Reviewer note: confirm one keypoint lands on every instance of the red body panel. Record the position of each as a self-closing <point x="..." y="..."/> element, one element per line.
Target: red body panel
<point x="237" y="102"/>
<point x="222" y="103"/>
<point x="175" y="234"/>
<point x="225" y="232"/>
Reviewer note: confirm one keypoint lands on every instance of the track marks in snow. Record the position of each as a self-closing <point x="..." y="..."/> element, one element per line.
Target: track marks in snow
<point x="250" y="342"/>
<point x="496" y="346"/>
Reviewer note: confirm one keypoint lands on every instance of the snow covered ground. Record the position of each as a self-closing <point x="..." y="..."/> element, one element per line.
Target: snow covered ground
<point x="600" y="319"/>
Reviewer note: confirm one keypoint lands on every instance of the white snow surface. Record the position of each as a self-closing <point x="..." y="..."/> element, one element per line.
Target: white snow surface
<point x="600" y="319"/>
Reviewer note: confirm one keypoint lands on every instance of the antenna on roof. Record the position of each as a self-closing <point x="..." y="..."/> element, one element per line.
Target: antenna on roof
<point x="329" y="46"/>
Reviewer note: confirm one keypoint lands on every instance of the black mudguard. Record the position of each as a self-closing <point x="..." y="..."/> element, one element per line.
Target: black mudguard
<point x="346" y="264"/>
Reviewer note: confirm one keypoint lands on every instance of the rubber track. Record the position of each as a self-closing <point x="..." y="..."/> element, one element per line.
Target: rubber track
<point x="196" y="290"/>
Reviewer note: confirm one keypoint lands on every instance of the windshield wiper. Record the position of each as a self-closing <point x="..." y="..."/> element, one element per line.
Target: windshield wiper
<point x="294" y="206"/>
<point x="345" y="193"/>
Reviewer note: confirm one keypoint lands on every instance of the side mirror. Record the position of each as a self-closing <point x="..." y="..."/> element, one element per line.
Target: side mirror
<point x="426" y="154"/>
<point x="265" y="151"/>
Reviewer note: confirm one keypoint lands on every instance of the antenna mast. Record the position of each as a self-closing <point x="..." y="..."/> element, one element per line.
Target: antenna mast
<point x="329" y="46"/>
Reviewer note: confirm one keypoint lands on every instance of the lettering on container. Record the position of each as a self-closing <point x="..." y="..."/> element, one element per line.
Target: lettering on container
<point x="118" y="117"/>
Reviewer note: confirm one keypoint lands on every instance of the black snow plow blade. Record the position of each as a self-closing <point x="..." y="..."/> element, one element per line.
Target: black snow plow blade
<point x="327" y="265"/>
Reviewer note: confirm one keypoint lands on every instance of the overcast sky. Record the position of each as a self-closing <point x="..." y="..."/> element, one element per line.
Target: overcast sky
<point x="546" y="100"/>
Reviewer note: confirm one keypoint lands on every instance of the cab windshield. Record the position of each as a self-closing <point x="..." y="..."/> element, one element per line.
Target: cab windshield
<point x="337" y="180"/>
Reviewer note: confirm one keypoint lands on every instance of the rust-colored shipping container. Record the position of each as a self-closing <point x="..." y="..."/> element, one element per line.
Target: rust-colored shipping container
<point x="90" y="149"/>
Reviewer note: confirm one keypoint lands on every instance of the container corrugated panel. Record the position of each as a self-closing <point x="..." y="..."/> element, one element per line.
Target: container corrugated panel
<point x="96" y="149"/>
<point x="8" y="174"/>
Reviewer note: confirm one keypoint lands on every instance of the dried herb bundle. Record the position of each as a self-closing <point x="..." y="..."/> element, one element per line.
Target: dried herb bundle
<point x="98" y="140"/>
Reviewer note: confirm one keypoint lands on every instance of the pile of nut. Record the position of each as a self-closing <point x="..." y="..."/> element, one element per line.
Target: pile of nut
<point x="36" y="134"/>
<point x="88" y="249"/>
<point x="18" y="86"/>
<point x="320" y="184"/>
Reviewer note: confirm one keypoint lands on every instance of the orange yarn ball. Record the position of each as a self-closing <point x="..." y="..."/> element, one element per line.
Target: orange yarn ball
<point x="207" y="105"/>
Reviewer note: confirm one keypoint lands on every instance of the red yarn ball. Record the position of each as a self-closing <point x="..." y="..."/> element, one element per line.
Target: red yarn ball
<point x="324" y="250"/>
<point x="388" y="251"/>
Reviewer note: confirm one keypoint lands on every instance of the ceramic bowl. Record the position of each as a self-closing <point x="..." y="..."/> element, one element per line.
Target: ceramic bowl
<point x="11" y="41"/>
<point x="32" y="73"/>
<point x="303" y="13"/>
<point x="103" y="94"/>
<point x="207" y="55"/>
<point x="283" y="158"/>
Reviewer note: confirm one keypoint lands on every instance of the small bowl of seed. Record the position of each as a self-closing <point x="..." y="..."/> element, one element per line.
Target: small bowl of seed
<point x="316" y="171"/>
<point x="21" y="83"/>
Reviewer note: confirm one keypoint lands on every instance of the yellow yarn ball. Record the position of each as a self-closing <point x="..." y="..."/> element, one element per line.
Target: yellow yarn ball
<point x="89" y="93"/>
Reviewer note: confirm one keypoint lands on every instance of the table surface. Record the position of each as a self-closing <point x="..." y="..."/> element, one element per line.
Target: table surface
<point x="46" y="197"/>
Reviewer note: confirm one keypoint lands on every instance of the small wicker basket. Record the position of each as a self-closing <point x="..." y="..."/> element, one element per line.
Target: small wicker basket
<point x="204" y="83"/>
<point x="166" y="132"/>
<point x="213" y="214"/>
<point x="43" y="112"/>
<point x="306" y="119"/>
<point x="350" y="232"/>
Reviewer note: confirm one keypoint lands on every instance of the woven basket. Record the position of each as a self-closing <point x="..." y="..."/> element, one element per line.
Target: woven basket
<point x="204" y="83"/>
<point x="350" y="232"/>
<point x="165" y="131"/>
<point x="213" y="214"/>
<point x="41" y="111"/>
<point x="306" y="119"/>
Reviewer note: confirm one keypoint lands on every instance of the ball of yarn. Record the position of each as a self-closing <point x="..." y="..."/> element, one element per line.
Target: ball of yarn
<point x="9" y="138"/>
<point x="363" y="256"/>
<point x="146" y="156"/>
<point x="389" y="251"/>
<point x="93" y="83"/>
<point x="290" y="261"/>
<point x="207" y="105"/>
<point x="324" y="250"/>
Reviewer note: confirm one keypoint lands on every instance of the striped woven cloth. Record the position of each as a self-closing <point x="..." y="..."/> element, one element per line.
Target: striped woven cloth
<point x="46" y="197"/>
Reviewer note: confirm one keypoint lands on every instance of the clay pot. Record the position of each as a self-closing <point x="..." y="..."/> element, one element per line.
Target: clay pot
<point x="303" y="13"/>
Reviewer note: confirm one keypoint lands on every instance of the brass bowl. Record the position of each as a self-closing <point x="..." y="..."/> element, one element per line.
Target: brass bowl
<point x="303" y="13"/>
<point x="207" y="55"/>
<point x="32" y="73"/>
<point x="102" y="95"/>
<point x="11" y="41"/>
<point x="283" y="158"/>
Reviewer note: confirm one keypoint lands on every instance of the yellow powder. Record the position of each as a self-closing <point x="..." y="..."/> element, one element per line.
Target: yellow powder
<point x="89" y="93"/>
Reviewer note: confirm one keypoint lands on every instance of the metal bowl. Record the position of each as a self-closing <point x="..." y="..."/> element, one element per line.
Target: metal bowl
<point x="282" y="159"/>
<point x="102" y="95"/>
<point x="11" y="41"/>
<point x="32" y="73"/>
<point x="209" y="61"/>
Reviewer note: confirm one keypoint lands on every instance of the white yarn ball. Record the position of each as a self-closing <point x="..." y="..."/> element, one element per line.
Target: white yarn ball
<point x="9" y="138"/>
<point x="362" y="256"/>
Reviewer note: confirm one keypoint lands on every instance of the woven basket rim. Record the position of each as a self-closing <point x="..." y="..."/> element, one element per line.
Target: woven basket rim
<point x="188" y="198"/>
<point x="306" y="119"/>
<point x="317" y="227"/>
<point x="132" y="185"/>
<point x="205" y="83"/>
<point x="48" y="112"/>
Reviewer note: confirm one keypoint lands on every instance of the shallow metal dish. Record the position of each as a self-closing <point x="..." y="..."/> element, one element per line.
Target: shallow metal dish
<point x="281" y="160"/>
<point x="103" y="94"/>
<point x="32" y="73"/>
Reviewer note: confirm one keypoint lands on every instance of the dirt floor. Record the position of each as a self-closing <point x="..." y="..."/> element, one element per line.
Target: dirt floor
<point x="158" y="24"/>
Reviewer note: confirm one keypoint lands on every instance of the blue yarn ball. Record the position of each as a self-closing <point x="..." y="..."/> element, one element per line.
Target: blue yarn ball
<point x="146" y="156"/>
··········
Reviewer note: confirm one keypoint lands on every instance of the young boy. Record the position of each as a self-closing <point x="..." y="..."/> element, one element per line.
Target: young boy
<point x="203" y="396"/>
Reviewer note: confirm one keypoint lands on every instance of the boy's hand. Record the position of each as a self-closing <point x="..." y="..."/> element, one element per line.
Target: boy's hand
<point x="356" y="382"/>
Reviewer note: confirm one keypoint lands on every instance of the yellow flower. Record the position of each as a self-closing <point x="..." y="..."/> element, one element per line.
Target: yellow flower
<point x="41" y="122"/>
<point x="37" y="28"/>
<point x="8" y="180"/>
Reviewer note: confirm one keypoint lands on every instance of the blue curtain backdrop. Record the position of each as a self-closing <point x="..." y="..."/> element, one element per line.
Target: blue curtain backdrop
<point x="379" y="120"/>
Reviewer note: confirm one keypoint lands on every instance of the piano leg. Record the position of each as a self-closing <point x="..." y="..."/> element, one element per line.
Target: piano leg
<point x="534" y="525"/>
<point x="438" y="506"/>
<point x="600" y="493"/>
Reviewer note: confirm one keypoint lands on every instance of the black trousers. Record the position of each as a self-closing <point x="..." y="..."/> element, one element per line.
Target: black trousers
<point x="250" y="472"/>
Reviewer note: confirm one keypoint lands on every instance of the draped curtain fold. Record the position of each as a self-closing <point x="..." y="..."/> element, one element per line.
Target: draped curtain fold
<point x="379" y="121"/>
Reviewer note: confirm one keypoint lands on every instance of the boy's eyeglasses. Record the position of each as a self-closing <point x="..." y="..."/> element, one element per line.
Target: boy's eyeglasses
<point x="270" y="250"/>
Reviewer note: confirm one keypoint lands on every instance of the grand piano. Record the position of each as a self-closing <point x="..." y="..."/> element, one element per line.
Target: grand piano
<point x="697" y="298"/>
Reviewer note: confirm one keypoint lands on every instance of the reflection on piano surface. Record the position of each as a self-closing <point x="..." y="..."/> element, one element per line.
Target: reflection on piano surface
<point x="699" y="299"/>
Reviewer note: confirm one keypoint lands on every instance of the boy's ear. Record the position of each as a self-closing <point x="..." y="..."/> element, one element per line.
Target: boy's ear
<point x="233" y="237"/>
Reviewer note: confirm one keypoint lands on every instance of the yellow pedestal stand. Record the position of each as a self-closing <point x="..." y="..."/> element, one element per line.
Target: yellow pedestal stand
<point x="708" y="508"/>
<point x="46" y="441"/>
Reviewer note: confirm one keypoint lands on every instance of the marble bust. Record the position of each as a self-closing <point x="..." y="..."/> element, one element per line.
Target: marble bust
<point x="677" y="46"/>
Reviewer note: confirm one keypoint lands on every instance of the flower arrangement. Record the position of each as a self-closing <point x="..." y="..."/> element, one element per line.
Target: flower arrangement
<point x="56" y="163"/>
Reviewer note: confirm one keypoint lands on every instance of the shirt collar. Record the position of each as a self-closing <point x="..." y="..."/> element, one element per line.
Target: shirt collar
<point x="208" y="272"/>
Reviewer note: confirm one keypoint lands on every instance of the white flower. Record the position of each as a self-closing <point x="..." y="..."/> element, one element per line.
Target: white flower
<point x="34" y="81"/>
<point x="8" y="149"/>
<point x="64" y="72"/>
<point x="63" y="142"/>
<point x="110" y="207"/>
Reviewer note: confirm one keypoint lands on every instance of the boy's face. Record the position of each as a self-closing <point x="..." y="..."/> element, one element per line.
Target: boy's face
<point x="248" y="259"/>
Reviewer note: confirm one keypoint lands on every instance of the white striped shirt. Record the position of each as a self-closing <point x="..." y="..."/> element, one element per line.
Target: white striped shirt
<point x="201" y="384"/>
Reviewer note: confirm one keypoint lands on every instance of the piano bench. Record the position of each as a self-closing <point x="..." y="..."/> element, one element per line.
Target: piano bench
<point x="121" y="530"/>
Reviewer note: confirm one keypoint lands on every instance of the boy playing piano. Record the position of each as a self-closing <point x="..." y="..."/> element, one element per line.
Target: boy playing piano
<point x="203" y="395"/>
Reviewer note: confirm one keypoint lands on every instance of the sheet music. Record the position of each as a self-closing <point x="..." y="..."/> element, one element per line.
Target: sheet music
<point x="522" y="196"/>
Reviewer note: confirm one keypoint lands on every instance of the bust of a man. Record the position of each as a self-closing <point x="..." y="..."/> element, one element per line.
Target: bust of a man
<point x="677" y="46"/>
··········
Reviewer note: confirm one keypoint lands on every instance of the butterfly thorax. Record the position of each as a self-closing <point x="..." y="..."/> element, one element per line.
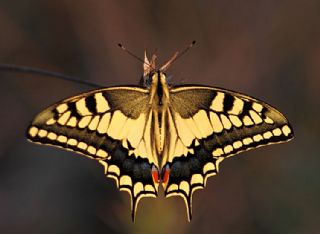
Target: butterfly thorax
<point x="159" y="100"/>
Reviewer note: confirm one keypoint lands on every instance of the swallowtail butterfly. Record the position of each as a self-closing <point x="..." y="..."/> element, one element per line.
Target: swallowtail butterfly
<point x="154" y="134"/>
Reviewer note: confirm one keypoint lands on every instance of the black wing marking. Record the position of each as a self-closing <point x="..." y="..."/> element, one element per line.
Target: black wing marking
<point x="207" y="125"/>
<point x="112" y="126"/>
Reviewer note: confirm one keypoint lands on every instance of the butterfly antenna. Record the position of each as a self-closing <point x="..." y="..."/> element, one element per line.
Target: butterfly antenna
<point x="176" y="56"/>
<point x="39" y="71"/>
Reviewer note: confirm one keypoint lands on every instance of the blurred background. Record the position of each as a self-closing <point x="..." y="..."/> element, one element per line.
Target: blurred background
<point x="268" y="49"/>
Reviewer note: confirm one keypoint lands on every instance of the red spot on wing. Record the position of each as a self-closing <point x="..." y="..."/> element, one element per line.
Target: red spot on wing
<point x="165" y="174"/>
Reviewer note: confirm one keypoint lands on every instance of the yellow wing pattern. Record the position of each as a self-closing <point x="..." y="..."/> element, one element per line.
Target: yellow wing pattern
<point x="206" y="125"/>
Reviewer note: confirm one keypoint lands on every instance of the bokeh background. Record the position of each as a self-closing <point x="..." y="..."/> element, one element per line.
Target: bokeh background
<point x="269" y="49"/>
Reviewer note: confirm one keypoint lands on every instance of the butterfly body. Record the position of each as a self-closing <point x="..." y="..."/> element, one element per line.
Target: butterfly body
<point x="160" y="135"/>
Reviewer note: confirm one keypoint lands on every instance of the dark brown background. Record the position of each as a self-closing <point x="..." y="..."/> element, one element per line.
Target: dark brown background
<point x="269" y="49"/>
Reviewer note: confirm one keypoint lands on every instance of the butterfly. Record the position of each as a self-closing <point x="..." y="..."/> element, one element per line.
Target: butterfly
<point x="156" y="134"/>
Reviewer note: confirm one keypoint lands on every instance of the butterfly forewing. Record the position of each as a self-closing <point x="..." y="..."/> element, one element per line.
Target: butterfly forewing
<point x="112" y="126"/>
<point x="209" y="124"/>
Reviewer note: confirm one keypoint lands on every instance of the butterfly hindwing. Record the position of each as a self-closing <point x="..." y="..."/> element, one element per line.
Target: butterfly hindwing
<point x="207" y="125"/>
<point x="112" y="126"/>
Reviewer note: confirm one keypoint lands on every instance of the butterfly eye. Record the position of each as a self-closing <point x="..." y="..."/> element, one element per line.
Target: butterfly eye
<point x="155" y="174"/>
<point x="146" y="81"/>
··········
▶ Exercise goal: State how many lines in the three blocks above contain the word "draped", treating uppercase and lowercase as different, and give only that number.

▶ Right answer: 2